● **GIVEN TASK**:
Swap every "instance" in the records below for "occurrence" and leave all other text unchanged.

* begin DATA LISTING *

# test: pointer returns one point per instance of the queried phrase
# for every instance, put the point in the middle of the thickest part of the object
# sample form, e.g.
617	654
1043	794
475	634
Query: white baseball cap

* end DATA LISTING *

● **RESPONSE**:
# test: pointer returns one point per occurrence of the queried phrase
# for every occurrence, put the point in the middle of the thickest part of the object
# sample form, e.g.
617	654
1043	794
475	634
Query: white baseball cap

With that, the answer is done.